(Natural language region descriptions)
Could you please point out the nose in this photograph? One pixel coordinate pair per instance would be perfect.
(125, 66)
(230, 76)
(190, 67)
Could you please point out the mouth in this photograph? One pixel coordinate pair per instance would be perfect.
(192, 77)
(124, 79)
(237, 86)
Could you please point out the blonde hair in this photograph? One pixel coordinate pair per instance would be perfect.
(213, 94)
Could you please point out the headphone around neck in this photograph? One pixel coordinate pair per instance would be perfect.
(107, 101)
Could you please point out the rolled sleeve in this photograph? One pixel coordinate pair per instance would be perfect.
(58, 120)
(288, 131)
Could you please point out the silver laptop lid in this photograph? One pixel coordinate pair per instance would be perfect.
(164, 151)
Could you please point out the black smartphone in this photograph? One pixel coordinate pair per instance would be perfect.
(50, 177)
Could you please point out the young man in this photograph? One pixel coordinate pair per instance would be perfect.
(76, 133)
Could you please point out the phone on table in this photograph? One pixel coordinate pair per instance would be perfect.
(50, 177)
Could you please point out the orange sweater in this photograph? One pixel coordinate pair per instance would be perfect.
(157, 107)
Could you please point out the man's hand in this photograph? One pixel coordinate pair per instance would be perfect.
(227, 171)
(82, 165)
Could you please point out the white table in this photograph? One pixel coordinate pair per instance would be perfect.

### To do:
The response has to contain every record shown above, unaltered and complete.

### Response:
Could you please point out the nose in this photograph? One pixel coordinate pair per instance would be perfect.
(125, 66)
(230, 76)
(190, 67)
Could you please point out the mouth in this photograph? One pixel coordinate pair per instance would be perfect.
(192, 77)
(124, 79)
(237, 86)
Could you please point out the blonde hair in this photograph? One pixel coordinate pair per instance would be perfect.
(213, 94)
Could you please point out the headphone around neck in this photograph? One pixel coordinate pair per instance would be perfect.
(107, 101)
Could you please point out the rolled sleeve in this photograph? One pixel coordinate pair per instance would be perfect.
(58, 120)
(288, 131)
Could you please point out the silver laptop lid in this photograph? One pixel coordinate pair per instance would be perfect.
(164, 151)
Could you please point out the black smartphone in this photograph? One pixel coordinate pair per instance would be perfect.
(50, 177)
Could you please point out the young man in this photograph? One pixel coordinate pair per instance would be perfect.
(76, 133)
Could you please point out the phone on table in this photograph? One pixel coordinate pair per instance would be perfect.
(50, 177)
Could you please point out the orange sweater in this photograph? One pixel coordinate pair per instance would be perfect.
(157, 107)
Could you please point out the man's hand in this photograph? One pixel coordinate pair per instance would be perfect.
(227, 171)
(82, 165)
Could you please point out the white table in this photograph? One pixel coordinate pair per instance would be perfect.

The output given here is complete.